◆ Data excerpts:

* * * *

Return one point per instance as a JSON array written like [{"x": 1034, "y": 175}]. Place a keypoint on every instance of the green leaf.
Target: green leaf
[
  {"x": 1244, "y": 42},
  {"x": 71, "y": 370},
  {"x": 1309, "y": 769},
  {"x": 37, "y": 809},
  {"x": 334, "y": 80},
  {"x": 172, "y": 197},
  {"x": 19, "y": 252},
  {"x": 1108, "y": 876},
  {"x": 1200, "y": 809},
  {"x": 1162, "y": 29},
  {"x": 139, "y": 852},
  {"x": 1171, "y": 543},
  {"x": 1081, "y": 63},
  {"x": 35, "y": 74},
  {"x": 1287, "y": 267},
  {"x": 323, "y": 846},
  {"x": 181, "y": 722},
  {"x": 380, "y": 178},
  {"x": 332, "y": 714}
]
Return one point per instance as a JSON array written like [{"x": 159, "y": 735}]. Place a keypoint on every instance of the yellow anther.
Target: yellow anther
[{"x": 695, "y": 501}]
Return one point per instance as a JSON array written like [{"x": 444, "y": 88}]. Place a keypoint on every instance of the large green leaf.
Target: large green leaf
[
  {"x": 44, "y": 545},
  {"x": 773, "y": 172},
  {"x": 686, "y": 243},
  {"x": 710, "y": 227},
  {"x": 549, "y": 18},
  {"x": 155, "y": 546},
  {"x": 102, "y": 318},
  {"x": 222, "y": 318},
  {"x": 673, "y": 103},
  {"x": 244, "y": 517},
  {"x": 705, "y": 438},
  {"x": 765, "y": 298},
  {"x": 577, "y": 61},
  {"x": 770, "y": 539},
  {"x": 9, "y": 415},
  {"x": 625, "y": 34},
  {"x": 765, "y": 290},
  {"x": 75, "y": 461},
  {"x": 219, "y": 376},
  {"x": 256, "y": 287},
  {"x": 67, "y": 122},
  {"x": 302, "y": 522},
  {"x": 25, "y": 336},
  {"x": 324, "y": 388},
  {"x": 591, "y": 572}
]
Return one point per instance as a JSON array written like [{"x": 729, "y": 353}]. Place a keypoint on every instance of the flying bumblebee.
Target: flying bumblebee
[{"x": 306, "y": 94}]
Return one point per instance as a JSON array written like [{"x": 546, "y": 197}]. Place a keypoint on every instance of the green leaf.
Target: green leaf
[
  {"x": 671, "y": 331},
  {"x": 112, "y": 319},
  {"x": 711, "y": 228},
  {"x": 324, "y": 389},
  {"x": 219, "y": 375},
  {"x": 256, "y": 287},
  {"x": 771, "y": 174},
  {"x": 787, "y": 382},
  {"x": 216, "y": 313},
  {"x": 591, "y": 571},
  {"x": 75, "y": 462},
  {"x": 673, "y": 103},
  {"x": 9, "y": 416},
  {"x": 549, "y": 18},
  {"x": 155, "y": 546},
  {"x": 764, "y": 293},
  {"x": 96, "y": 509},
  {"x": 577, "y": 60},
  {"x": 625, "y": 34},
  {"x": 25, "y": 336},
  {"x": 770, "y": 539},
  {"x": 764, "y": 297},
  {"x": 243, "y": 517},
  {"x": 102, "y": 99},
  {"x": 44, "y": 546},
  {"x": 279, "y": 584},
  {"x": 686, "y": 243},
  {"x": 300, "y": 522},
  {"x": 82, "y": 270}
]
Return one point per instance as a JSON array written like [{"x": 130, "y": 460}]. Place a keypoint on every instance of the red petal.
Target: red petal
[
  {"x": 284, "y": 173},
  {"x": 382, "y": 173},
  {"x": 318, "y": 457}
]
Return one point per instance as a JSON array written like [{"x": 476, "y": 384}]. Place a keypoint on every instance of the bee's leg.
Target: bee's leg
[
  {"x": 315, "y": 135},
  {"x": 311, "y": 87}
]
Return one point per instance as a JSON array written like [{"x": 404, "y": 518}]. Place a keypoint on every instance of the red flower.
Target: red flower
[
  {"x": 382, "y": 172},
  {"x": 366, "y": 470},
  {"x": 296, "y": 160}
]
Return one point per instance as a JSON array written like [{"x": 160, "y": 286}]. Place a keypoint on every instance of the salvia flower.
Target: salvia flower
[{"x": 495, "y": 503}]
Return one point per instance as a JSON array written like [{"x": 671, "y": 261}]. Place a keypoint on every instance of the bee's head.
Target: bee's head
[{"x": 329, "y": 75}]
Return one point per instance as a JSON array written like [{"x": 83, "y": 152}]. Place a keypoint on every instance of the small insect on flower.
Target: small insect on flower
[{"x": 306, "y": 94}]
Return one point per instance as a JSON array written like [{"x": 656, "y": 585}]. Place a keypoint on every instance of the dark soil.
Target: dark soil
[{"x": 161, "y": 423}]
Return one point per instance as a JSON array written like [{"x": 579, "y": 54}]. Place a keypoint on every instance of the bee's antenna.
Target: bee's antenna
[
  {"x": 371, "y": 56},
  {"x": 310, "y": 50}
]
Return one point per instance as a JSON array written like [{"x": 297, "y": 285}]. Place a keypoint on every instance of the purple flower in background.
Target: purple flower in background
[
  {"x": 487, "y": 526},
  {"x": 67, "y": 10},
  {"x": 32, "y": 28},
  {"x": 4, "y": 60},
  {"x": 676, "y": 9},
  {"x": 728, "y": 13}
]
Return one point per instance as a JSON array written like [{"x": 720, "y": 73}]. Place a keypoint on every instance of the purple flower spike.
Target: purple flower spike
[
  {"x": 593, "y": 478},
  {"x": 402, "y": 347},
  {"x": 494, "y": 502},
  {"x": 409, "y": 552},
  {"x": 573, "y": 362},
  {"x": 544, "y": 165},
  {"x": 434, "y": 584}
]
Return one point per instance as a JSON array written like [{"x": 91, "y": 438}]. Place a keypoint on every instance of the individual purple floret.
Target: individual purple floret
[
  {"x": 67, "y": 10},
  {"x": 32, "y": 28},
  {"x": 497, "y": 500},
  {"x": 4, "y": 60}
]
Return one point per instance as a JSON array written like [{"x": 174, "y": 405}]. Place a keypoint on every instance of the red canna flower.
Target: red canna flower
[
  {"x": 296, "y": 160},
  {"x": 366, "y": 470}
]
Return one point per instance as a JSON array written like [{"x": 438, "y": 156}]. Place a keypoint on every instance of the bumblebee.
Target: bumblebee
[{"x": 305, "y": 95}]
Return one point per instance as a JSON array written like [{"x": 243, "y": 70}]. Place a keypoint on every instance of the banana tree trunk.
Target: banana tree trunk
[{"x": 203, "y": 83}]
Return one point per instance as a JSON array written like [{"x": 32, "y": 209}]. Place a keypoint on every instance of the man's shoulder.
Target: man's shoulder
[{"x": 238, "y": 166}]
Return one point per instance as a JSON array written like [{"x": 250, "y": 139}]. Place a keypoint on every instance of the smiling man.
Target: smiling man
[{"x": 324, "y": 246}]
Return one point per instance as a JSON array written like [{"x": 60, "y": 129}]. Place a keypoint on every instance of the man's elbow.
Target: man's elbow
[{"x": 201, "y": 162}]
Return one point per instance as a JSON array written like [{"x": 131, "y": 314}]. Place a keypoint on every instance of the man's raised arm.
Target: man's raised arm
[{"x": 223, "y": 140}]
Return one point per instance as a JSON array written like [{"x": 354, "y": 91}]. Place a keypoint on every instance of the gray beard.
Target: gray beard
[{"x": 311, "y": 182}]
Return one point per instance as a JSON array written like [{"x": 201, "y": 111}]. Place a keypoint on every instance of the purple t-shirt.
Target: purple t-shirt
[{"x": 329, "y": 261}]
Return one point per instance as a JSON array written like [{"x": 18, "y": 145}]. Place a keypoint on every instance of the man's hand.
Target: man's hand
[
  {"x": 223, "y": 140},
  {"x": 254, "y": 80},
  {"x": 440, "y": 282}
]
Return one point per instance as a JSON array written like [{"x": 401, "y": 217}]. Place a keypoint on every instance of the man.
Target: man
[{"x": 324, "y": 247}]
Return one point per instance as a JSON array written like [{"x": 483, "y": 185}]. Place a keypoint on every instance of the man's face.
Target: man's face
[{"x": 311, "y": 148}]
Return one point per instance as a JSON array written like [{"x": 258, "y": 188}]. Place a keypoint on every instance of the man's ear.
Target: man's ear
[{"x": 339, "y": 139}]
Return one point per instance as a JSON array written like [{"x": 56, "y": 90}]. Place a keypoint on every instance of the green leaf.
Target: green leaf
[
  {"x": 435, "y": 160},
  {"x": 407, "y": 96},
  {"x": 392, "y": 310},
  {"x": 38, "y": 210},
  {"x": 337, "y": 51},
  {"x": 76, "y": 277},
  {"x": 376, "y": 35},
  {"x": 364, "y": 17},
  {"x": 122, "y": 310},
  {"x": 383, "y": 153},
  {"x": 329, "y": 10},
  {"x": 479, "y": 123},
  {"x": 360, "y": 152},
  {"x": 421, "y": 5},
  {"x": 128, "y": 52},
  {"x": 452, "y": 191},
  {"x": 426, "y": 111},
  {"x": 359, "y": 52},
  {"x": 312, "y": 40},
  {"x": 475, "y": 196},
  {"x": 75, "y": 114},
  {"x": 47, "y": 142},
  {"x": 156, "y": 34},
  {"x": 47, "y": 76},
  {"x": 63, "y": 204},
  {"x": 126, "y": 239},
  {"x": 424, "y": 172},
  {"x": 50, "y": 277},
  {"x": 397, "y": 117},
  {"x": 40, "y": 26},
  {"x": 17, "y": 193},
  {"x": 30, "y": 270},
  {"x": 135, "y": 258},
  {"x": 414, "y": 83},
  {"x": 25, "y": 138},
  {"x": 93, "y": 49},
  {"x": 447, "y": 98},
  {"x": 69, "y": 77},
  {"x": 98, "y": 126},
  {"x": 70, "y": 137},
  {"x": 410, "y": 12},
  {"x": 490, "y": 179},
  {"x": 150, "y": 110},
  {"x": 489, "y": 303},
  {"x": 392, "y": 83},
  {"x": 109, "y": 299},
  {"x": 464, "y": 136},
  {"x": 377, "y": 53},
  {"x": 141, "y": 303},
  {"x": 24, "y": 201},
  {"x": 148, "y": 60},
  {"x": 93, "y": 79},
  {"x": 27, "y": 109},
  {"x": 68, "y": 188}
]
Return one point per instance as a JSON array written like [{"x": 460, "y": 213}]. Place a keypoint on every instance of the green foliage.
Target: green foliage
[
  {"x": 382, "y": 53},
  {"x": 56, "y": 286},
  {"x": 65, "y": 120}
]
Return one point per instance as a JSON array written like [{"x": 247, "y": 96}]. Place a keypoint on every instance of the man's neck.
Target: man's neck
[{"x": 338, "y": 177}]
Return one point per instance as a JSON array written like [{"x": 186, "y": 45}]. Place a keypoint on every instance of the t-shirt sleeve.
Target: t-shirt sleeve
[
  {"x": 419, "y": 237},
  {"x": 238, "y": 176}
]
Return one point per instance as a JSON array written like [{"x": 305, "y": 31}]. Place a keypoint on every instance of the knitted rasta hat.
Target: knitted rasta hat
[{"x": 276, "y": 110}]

* * * *

◆ Required task: In the records above, return only the line that contains "the green foliage." and every line after it through the last, exactly as they appear.

◆ Exercise output:
Return one point per instance as a JSON array written like [{"x": 460, "y": 213}]. Place a keypoint on every instance of the green foliage.
Target: green foliage
[
  {"x": 382, "y": 53},
  {"x": 56, "y": 286},
  {"x": 65, "y": 120}
]
Return one point per instance as a JSON array written like [{"x": 247, "y": 96}]. Place a keypoint on every instance of the man's neck.
Target: man's neck
[{"x": 338, "y": 177}]
Return one point per instance as a JSON array written like [{"x": 186, "y": 45}]. Place a keypoint on every instance of the t-shirt sleeve.
Target: t-shirt sleeve
[
  {"x": 419, "y": 237},
  {"x": 238, "y": 176}
]
Return one point per instance as a JSON array written like [{"x": 305, "y": 31}]. Place a keypoint on every instance of the knitted rasta hat.
Target: knitted rasta hat
[{"x": 276, "y": 110}]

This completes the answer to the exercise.